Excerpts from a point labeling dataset
········

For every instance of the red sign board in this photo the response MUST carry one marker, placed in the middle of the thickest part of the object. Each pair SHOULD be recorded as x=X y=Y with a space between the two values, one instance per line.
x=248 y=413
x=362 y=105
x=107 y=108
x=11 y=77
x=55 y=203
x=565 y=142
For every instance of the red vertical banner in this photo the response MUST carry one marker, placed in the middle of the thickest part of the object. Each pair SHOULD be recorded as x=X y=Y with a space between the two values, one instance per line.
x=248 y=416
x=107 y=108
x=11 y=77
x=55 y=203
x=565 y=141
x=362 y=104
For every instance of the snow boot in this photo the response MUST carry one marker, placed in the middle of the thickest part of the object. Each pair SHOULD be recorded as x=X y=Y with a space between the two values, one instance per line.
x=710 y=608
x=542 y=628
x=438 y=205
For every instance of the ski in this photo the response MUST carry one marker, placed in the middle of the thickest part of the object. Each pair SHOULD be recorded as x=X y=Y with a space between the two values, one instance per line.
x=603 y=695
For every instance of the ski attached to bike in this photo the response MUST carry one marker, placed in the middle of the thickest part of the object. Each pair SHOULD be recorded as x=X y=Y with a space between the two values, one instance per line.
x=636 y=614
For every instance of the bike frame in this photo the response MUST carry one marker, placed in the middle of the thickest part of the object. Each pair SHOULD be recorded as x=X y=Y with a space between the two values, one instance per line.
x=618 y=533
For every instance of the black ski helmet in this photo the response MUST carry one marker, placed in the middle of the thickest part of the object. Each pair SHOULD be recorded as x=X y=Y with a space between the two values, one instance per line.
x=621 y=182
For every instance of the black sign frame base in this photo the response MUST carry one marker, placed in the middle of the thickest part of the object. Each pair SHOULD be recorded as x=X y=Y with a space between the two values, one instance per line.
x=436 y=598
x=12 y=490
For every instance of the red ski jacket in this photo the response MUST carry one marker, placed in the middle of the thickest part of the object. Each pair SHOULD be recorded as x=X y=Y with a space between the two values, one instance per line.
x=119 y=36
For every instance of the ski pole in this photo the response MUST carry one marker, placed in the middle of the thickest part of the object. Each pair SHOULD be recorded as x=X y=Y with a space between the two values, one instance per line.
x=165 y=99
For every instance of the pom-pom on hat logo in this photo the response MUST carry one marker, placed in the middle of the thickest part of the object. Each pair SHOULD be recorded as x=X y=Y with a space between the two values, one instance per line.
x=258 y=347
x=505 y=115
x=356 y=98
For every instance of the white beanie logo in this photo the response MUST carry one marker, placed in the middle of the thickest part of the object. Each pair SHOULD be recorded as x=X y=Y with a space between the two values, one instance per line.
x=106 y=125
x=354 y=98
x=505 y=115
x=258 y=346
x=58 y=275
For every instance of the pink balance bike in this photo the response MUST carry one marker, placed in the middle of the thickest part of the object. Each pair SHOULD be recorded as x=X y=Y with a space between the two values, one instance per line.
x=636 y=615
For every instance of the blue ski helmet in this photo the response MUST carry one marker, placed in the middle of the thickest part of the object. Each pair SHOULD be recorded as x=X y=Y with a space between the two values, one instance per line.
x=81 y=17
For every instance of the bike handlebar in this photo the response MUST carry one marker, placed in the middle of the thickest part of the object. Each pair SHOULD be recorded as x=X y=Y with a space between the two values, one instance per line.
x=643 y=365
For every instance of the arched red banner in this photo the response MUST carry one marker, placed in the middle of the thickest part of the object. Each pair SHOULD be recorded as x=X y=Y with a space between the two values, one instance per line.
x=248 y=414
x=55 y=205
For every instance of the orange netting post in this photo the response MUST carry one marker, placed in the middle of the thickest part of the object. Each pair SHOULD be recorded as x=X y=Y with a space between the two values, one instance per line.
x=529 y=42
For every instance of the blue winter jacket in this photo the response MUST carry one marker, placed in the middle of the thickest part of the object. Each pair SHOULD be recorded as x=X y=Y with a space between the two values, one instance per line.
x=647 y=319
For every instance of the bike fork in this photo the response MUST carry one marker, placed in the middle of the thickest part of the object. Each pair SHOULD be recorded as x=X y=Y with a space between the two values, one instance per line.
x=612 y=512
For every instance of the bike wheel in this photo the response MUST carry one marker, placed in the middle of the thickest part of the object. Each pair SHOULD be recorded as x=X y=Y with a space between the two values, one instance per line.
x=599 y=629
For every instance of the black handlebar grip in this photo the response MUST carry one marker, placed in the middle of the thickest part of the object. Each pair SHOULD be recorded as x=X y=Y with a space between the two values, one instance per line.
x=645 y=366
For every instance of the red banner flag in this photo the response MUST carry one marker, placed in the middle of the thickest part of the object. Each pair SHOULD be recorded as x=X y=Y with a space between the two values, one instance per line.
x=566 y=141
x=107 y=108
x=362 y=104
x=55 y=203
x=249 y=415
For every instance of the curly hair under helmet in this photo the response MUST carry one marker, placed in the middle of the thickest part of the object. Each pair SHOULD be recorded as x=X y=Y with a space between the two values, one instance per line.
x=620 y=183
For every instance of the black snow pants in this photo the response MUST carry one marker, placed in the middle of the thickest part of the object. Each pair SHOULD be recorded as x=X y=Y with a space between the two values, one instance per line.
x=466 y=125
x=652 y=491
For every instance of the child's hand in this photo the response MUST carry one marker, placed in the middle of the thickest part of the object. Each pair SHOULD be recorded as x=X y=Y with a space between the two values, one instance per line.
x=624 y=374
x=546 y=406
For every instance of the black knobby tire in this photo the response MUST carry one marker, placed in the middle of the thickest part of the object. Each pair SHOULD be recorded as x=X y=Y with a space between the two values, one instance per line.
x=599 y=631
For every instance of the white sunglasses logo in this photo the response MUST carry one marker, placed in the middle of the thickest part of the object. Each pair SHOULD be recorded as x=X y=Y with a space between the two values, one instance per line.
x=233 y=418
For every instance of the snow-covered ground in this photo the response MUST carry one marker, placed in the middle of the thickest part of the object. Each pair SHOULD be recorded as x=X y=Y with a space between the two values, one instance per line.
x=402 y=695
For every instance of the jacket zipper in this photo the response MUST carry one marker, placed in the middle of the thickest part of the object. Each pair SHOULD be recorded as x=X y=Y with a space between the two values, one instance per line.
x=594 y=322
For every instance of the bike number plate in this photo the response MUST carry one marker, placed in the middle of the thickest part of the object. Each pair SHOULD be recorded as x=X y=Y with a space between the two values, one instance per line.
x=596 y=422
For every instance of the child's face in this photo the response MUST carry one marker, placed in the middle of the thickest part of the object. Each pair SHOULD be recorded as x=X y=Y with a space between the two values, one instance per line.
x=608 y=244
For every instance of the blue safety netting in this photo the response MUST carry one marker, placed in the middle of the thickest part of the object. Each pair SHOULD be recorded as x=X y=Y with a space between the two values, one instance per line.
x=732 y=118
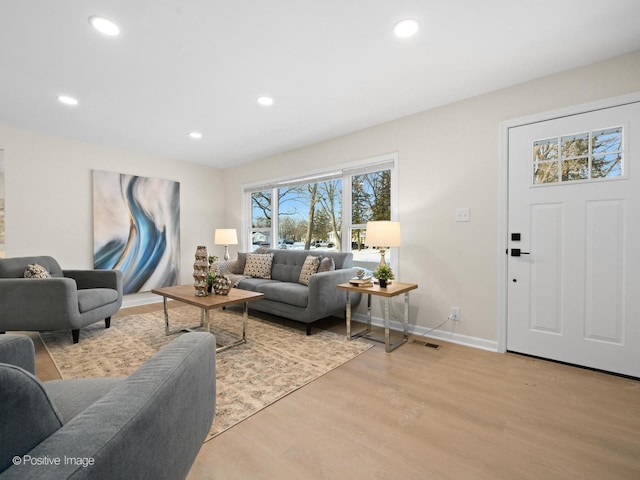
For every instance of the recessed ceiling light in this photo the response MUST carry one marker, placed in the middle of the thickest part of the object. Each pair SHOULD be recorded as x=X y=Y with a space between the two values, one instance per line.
x=406 y=28
x=67 y=100
x=104 y=25
x=265 y=101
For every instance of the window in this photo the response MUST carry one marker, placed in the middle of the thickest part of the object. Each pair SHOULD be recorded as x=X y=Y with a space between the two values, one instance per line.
x=317 y=211
x=578 y=157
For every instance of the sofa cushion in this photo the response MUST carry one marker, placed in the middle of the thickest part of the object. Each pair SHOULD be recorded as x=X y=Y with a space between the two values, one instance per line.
x=309 y=267
x=73 y=395
x=285 y=292
x=327 y=264
x=28 y=415
x=90 y=298
x=35 y=270
x=258 y=265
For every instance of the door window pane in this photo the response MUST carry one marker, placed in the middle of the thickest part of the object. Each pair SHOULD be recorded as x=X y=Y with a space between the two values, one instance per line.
x=584 y=156
x=546 y=172
x=607 y=166
x=575 y=145
x=545 y=150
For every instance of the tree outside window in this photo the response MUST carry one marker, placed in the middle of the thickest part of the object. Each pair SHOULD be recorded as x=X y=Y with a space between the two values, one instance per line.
x=310 y=215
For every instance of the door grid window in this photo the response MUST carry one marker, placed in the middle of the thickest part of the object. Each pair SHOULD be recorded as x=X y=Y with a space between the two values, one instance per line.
x=584 y=156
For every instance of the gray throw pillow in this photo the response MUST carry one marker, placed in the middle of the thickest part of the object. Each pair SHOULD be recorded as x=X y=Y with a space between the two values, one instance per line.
x=34 y=270
x=238 y=268
x=309 y=267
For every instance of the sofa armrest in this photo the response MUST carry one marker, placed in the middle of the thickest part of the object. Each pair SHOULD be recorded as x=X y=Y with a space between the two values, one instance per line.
x=48 y=303
x=96 y=279
x=152 y=425
x=18 y=350
x=323 y=292
x=223 y=267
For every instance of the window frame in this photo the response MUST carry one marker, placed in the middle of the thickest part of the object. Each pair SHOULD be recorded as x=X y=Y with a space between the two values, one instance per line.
x=346 y=172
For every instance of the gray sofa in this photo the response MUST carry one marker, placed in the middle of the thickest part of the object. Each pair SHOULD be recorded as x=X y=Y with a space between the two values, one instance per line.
x=285 y=296
x=149 y=425
x=67 y=299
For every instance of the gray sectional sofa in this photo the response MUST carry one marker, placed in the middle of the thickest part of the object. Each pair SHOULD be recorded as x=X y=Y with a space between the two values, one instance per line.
x=148 y=425
x=285 y=296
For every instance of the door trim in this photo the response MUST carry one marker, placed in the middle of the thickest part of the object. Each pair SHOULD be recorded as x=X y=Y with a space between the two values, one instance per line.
x=503 y=186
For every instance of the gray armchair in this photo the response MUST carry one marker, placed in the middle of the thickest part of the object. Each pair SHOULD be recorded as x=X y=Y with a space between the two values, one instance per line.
x=149 y=425
x=69 y=299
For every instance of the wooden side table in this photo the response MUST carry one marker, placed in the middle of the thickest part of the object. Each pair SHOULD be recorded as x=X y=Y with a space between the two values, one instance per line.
x=393 y=289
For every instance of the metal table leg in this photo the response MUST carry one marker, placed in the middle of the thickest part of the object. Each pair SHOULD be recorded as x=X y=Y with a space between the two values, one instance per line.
x=245 y=317
x=367 y=330
x=167 y=331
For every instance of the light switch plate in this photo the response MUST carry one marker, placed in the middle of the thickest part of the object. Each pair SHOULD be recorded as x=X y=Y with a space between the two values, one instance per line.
x=463 y=215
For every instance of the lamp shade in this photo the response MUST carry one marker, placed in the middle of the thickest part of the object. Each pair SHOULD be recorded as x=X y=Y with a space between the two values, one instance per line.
x=383 y=234
x=225 y=236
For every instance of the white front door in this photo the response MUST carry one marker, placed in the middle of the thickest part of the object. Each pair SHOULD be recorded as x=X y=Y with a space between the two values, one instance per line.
x=574 y=215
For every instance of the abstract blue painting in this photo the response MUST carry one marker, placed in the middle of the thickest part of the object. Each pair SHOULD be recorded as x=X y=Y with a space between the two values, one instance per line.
x=136 y=229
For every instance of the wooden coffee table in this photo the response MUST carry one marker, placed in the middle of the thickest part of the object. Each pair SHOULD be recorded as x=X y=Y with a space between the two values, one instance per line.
x=186 y=294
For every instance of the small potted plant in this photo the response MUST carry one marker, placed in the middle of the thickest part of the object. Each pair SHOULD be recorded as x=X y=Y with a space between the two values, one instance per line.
x=210 y=279
x=384 y=273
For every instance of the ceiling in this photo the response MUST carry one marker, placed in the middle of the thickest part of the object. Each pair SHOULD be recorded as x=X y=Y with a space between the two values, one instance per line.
x=331 y=66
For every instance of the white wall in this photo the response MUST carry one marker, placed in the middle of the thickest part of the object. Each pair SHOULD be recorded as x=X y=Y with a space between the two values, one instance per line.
x=48 y=185
x=449 y=158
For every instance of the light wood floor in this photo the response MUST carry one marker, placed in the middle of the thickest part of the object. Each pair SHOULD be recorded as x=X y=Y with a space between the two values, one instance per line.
x=452 y=413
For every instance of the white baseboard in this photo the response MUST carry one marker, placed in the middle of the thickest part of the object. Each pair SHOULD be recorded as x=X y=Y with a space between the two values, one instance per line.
x=138 y=299
x=452 y=337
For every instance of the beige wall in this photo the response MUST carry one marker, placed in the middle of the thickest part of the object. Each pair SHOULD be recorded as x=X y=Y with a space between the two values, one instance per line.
x=449 y=158
x=48 y=184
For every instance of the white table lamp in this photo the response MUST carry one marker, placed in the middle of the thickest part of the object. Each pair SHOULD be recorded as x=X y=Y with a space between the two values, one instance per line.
x=383 y=234
x=226 y=237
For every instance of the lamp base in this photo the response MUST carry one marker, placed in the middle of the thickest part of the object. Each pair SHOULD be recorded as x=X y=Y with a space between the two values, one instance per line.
x=382 y=261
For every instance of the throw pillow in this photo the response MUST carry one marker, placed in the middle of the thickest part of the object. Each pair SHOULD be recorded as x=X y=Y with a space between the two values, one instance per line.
x=309 y=267
x=241 y=262
x=258 y=265
x=34 y=270
x=326 y=265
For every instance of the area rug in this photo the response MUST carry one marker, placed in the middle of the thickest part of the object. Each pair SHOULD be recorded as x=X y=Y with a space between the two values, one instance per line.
x=275 y=361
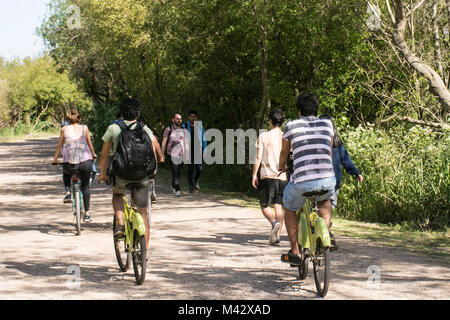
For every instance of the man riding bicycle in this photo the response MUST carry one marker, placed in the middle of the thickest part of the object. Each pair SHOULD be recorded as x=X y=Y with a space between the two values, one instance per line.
x=310 y=139
x=130 y=110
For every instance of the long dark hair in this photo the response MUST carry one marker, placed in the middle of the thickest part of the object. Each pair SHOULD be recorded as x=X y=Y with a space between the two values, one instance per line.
x=336 y=139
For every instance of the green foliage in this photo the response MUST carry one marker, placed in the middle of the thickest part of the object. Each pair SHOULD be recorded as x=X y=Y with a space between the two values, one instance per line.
x=33 y=90
x=407 y=177
x=222 y=58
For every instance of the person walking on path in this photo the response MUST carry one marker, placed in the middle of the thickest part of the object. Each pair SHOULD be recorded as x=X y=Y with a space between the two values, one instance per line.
x=340 y=158
x=271 y=183
x=197 y=145
x=176 y=148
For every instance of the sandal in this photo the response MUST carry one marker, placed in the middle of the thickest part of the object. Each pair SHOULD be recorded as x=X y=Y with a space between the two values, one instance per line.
x=291 y=258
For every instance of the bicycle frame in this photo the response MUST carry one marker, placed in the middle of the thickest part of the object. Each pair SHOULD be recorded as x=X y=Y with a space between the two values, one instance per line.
x=133 y=221
x=76 y=187
x=312 y=228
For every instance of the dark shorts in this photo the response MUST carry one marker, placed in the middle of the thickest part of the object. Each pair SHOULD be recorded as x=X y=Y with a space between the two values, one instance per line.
x=271 y=191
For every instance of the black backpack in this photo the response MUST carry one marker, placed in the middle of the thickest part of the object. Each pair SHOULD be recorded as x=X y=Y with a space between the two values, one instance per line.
x=134 y=158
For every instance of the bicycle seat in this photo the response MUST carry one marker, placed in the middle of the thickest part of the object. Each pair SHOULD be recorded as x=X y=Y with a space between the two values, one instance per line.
x=315 y=193
x=132 y=186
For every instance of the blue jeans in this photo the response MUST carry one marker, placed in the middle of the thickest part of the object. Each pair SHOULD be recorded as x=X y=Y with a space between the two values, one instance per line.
x=198 y=170
x=293 y=198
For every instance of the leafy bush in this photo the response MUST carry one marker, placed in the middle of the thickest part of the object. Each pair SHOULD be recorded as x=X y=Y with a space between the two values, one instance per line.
x=407 y=177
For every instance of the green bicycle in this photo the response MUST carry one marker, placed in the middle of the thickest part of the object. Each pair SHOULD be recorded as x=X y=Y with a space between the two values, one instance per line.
x=313 y=239
x=132 y=243
x=314 y=243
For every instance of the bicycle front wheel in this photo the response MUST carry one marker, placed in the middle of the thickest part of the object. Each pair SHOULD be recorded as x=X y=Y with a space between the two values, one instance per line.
x=122 y=252
x=139 y=255
x=321 y=265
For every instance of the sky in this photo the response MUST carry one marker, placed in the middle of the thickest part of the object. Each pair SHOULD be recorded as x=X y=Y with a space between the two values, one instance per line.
x=18 y=22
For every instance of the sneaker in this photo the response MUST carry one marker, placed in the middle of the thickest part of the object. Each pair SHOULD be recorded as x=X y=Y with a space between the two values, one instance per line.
x=67 y=198
x=291 y=258
x=119 y=232
x=274 y=233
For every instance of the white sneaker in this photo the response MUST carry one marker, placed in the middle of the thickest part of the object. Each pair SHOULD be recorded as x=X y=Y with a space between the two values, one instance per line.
x=274 y=233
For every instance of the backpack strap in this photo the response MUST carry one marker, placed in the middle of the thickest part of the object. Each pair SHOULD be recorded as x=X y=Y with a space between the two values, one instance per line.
x=121 y=125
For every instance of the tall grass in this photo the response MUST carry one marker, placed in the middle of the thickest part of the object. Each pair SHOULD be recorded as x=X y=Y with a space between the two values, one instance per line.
x=23 y=129
x=407 y=178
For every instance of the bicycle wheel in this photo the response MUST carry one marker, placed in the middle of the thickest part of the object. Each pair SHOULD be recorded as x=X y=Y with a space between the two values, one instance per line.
x=139 y=255
x=120 y=247
x=303 y=268
x=321 y=265
x=77 y=210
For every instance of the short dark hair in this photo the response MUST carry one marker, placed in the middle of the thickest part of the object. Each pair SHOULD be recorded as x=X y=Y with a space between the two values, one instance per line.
x=336 y=139
x=73 y=116
x=277 y=117
x=130 y=109
x=308 y=104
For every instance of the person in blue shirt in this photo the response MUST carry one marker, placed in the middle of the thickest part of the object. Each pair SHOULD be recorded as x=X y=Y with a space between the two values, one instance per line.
x=340 y=157
x=196 y=132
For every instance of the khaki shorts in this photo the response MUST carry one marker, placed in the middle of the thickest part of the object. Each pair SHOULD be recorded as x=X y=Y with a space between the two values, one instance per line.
x=139 y=196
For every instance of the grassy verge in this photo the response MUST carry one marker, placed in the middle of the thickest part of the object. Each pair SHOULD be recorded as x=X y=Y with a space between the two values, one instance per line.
x=9 y=134
x=433 y=244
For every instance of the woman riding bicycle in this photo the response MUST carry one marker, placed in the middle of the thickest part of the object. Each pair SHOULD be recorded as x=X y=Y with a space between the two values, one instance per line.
x=78 y=156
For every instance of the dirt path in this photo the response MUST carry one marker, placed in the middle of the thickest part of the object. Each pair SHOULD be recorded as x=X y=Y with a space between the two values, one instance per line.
x=201 y=248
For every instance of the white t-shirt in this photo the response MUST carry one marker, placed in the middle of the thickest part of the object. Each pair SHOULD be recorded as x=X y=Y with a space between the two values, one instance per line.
x=270 y=142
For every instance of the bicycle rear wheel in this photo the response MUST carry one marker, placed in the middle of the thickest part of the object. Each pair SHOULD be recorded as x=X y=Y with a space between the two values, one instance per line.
x=321 y=266
x=122 y=252
x=139 y=255
x=77 y=198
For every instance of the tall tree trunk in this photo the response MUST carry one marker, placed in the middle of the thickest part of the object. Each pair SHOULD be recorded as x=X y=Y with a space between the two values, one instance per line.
x=436 y=83
x=265 y=100
x=437 y=45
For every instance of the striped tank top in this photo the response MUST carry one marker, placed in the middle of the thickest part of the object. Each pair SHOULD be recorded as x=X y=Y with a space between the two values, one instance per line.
x=310 y=139
x=75 y=150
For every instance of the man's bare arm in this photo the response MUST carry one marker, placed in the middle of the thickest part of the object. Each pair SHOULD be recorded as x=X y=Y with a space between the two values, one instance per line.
x=285 y=149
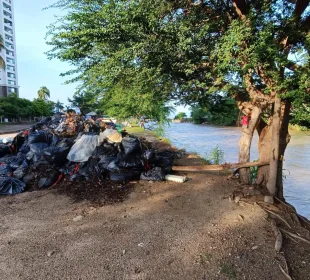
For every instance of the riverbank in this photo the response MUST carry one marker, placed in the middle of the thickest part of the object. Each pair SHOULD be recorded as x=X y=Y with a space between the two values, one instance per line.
x=155 y=230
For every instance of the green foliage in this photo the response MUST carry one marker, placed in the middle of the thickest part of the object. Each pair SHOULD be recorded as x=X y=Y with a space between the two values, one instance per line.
x=85 y=100
x=138 y=55
x=14 y=107
x=218 y=110
x=216 y=156
x=180 y=115
x=58 y=106
x=44 y=93
x=42 y=107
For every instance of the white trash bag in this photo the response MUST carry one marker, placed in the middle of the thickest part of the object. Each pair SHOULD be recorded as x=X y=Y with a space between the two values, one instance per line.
x=83 y=148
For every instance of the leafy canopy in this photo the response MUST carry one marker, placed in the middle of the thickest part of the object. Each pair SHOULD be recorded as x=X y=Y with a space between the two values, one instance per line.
x=137 y=55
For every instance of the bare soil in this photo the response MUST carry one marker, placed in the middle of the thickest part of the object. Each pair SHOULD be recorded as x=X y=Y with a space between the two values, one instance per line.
x=143 y=230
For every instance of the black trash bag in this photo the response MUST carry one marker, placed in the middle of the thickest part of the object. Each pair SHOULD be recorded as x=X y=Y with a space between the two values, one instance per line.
x=55 y=139
x=69 y=168
x=18 y=141
x=113 y=167
x=155 y=174
x=66 y=142
x=105 y=161
x=14 y=161
x=149 y=155
x=49 y=181
x=164 y=160
x=40 y=137
x=10 y=185
x=5 y=169
x=21 y=171
x=130 y=161
x=125 y=175
x=4 y=150
x=131 y=145
x=77 y=178
x=28 y=178
x=106 y=149
x=24 y=149
x=56 y=155
x=37 y=148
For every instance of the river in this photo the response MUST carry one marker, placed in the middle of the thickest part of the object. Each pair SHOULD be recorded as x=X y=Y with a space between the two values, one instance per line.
x=203 y=138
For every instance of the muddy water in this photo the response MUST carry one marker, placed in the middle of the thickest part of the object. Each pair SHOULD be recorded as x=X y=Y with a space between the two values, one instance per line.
x=203 y=138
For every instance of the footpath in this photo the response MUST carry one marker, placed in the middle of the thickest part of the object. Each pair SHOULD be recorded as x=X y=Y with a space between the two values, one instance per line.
x=146 y=230
x=13 y=128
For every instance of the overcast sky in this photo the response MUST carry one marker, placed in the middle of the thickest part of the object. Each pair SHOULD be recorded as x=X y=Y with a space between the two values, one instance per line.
x=34 y=69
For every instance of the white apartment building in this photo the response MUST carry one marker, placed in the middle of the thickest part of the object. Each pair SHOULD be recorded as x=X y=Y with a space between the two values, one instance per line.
x=8 y=75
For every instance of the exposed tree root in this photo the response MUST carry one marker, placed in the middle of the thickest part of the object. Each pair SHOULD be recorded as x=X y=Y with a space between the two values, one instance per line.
x=272 y=213
x=278 y=236
x=293 y=235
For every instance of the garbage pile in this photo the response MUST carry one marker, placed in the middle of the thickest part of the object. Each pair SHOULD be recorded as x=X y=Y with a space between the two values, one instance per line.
x=73 y=149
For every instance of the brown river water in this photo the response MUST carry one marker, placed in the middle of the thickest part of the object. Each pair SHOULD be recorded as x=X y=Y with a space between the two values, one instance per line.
x=203 y=138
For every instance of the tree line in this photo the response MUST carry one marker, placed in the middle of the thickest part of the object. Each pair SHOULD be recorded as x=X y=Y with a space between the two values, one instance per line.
x=136 y=56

········

WORK TO COMPLETE: Rewrite the lines from the first one through the line holding "x=565 y=142", inclusive, changing "thickest part" to "widest part" and leaving everything else unchanged.

COMPLETE RESPONSE:
For every instance of the red sign board in this photo the response MUST carry one marker, placed in the middle of the widest part of the object. Each pair SHOULD be recorded as x=X y=Y with a space between the two values, one instance per line.
x=248 y=413
x=362 y=105
x=107 y=108
x=11 y=77
x=55 y=203
x=565 y=142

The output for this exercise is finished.